▶ _Directions_:
A faithful transcription of all the data, images excluded, is the required answer.

▶ _Task material_:
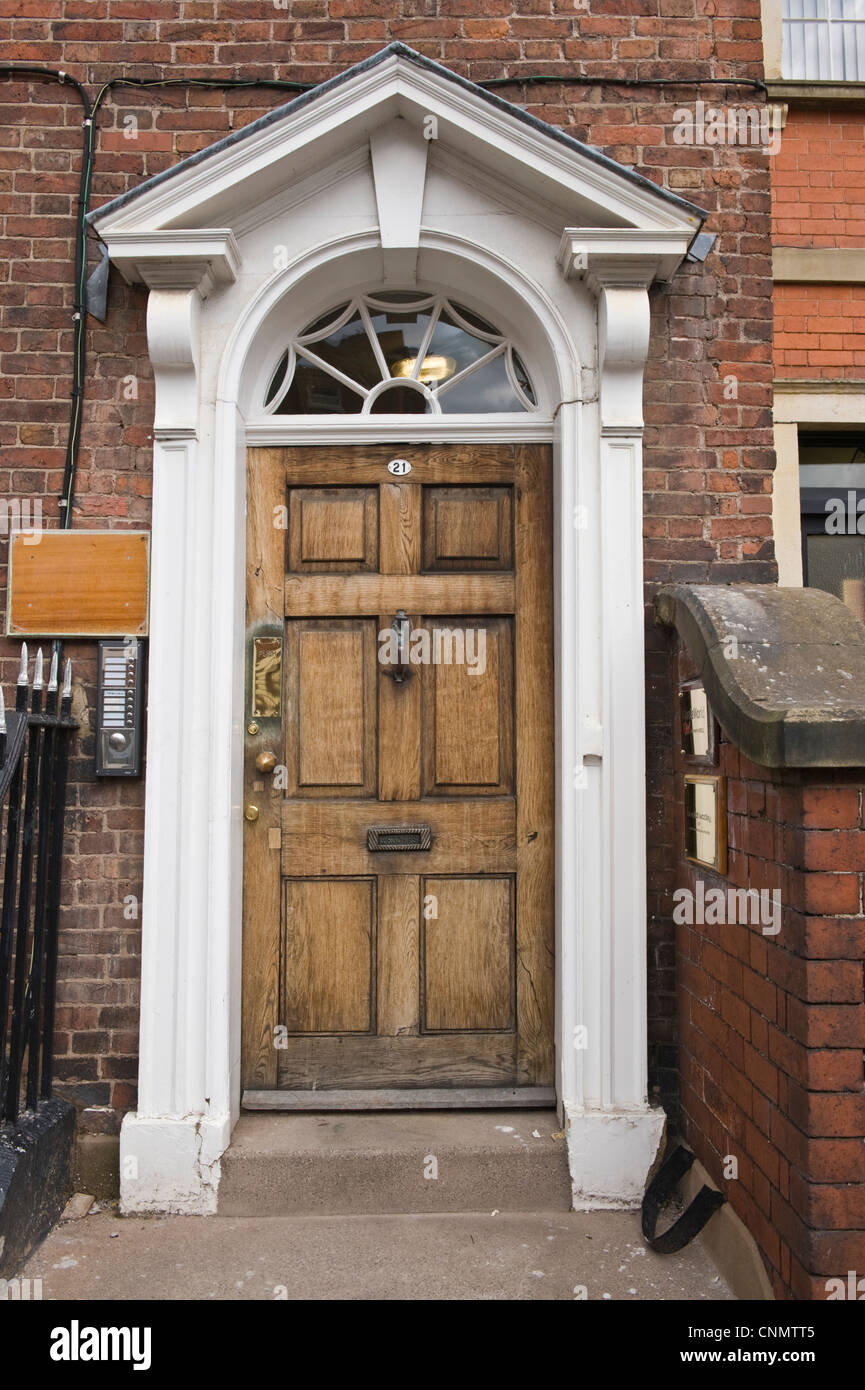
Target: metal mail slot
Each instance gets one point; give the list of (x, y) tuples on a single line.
[(398, 838)]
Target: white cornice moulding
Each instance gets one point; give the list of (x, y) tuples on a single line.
[(198, 259), (284, 149), (622, 256)]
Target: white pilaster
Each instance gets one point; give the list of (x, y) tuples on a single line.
[(612, 1132), (170, 1147)]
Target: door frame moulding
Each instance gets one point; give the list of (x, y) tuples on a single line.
[(588, 345)]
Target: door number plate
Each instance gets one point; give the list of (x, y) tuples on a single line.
[(398, 838)]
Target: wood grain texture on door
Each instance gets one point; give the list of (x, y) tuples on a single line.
[(366, 968)]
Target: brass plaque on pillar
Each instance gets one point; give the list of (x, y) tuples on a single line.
[(78, 584), (705, 820)]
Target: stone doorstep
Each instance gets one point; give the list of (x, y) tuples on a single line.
[(395, 1162)]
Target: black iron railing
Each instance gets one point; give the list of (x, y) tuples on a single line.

▶ _Answer to the problem_:
Target: metal mail slot
Each instance gets one point; give the list of (x, y) tuples on a single line.
[(398, 838)]
Target: white cornice moulding
Each instance gets one point; give the list of (x, y) tuples on a single line.
[(198, 259), (284, 149), (622, 256)]
Target: white pilaster
Each instance gets one point; give the list of (x, y) tuples on a single line.
[(612, 1132), (170, 1147)]
Target: door frame moulding
Each instance gets one point; give the list of (x, y) tuples on a single line.
[(588, 345)]
Target: door number plate
Each instance gets one point; give the list of (x, y) tuples on a single line.
[(398, 838)]
Target: wood grain texture on door
Each instance gets one point; give the list of (x, y) tuples on a single line.
[(366, 968)]
Target: brass plaque on pillar
Each instance gets one point; give the list of (x, y) tuples on a single line.
[(78, 584), (705, 820)]
Target: stone doorstep
Each instance gets one point; give the list of (x, y) tuples on a single line.
[(395, 1162)]
Target: black iron railing
Each instance gets one point; give the list of (x, y) tuples on a single line.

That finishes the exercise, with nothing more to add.